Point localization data
*** Block opens ***
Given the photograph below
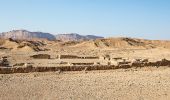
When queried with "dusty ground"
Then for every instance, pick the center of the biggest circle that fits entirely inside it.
(121, 84)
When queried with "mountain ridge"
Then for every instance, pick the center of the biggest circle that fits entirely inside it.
(27, 35)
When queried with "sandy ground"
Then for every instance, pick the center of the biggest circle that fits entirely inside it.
(121, 84)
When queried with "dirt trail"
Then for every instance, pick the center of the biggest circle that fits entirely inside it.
(129, 84)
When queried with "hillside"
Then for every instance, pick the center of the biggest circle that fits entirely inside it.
(26, 35)
(76, 37)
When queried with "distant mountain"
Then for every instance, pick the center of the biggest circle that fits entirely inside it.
(24, 34)
(76, 37)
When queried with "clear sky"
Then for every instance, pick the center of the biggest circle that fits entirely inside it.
(148, 19)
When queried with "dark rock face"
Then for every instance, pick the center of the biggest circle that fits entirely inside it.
(24, 34)
(76, 37)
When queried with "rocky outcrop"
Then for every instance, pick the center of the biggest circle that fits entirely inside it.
(75, 37)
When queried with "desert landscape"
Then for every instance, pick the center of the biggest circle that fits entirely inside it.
(71, 66)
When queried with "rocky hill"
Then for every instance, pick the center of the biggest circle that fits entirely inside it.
(76, 37)
(26, 35)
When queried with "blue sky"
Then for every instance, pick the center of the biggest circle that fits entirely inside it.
(148, 19)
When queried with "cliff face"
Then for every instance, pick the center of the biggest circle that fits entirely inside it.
(76, 37)
(24, 34)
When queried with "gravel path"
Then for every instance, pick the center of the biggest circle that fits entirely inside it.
(122, 84)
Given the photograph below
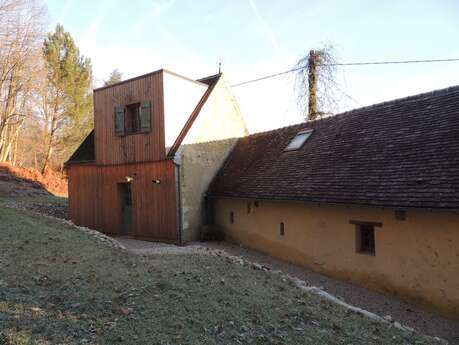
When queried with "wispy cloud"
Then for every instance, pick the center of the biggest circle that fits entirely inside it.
(266, 29)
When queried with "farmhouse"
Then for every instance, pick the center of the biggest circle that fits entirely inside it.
(158, 141)
(370, 196)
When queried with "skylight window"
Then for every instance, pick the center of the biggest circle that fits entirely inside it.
(298, 140)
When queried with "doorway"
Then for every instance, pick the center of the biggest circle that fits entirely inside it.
(125, 192)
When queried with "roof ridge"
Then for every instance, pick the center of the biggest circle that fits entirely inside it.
(437, 92)
(269, 131)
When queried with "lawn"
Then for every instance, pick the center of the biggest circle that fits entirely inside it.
(59, 286)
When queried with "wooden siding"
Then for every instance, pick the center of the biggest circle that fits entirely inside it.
(139, 147)
(95, 201)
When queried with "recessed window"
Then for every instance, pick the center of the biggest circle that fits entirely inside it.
(365, 236)
(400, 214)
(366, 239)
(132, 120)
(299, 140)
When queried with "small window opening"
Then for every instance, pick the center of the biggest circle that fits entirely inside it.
(282, 229)
(365, 239)
(298, 141)
(400, 214)
(132, 123)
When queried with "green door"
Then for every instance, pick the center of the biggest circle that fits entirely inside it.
(126, 209)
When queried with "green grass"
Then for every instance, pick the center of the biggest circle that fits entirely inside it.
(58, 286)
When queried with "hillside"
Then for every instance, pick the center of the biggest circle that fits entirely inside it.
(61, 286)
(27, 182)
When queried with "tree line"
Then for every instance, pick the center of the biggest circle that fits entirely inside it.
(45, 89)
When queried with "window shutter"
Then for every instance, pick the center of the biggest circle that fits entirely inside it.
(119, 121)
(145, 116)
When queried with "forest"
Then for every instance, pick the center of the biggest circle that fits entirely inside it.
(45, 89)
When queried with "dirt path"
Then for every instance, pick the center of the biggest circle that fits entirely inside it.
(375, 302)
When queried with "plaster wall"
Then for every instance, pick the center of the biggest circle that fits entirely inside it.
(204, 149)
(416, 259)
(180, 98)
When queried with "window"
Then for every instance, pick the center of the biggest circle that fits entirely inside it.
(366, 239)
(133, 118)
(365, 236)
(282, 229)
(298, 141)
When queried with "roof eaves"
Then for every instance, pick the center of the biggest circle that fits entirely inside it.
(191, 119)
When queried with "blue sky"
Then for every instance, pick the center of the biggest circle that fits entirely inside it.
(257, 37)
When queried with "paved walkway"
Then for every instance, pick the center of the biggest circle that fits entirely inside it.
(375, 302)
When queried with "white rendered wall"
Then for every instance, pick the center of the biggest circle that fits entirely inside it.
(180, 98)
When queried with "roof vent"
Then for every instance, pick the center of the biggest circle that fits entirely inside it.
(299, 139)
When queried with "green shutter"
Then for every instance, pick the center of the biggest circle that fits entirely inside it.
(119, 120)
(145, 116)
*** Block closes ***
If the data includes images, skip them and copy every line exactly.

RESPONSE AREA —
Given the photograph below
When queried with "dusty ground"
Then for every instance, pick the center of the biggest circle that fits entirely inside it.
(121, 84)
When queried with "mountain ridge"
Then for every instance, pick the center of the biggest circle that fits entirely inside it.
(27, 35)
When queried with "sandy ground"
Then for every instance, pick the center of the biggest circle that fits entirely inside it.
(121, 84)
When queried with "dirt trail"
Then for every instance, pick the center of the biggest circle that fits entirely inside it.
(129, 84)
When queried with "hillside"
Then for every instance, pick the center of the biggest circle that fits entirely inside it.
(26, 35)
(76, 37)
When queried with "distant mountain"
Then for every instance, pick the center of the biggest circle that fits entirely inside it.
(24, 34)
(76, 37)
When queried with "clear sky"
Then for every instance, pick the center of the biggest circle that fits entirely inside it.
(148, 19)
When queried with "dark rock face"
Then for every instance, pick the center of the biggest circle that fits entirely inside it.
(24, 34)
(76, 37)
When queried with "rocky outcrop"
Then for every instance, pick the center of the biggest circle that fits entirely inside it.
(75, 37)
When queried with "desert landscape"
Then for every instance, pick the center of the biggest circle that fits entirely inside it.
(71, 66)
When queried with "rocky hill"
Then for every instance, pick the center of the biggest circle that fits entirely inside it.
(76, 37)
(26, 35)
When queried with "blue sky"
Then for every instance, pick the center of the biggest circle that fits entirely inside it.
(148, 19)
When queried with "cliff face"
Then for every instance, pick the center of the biggest circle that fits entirely inside it.
(76, 37)
(24, 34)
When queried with "gravel path"
Then for every instance, pick the center of the biggest circle that fits entirely inside it.
(122, 84)
Given the photograph below
When queried with "wispy cloud"
Then for every instance, pick the center of the biggest circle that fits entirely inside it.
(266, 29)
When queried with "farmhouse"
Then for every instance, pick the center of the biggest circle that fits entirely inside it.
(158, 141)
(370, 196)
When queried with "skylight window"
Then for every instance, pick the center of the biggest circle that fits entirely inside it.
(298, 140)
When queried with "doorway"
Then for every instance, pick the center of the biggest circle that fits entirely inside it.
(125, 192)
When queried with "roof ridge"
Then for every instance, pick the center of the biggest circle that fits entirely inside it.
(437, 92)
(269, 131)
When queried with "lawn"
Then for every instance, pick the center of the biggest circle that fits entirely inside it.
(59, 286)
When queried with "wooden siding"
Then for every instance, pick the center of the biggest circle that fits entirely inside it.
(139, 147)
(95, 201)
When queried with "recessed window"
Then for every instance, pick the center of the biggest circle that fits entirely inside it.
(365, 236)
(400, 214)
(366, 239)
(132, 120)
(299, 140)
When queried with "small window opening"
Then for every instance, pick the center of the biggest circle that fits entirely inside it.
(282, 229)
(365, 239)
(298, 141)
(400, 214)
(132, 123)
When queried with "green door"
Then for every instance, pick the center of the biggest circle that fits entirely inside it.
(126, 209)
When queried with "green grass"
Then for every instance, pick the center of the biggest circle that fits entirely inside it.
(58, 286)
When queried with "hillside"
Then for every instance, pick the center of the biggest circle that fits entirely inside it.
(61, 286)
(27, 182)
When queried with "tree line"
Then for every instance, pick the center of the biggest circle that fits entirely inside it.
(45, 89)
When queried with "window shutter"
Then for every instance, pick the center of the biggest circle that fits entirely inside it.
(119, 121)
(145, 116)
When queried with "forest"
Then for every instance, pick the center of the biggest circle that fits entirely inside it.
(45, 89)
When queried with "dirt path"
Then for every instance, pick the center of the biggest circle that fits entirely inside it.
(375, 302)
When queried with "plaster wall"
Then for every instance, pick the center of the biggest circle that fits entirely inside it.
(204, 149)
(416, 259)
(180, 98)
When queried with "window"
Then for every instance, pick the center of the biggest circle that fits entirely inside it.
(366, 239)
(133, 118)
(365, 236)
(282, 229)
(298, 141)
When queried with "roof eaves"
Then for every instance, pick the center of the biggest circle that fits entirely inside it.
(191, 119)
When queried with "blue sky"
Then for every instance, pick the center of the biggest circle that fits entirely inside it.
(257, 37)
When queried with "paved walkway"
Then for every instance, pick the center of the biggest circle that fits entirely inside it.
(375, 302)
When queried with "white rendered wall"
Then for every instance, pick the center of the biggest circle that fits entirely inside it.
(180, 98)
When queried with "roof vent"
Then for every instance, pick the center of the biggest circle that fits entirely inside it.
(299, 139)
When queried with "green shutter"
Then for every instance, pick the center of the biggest circle that fits entirely inside it.
(119, 120)
(145, 116)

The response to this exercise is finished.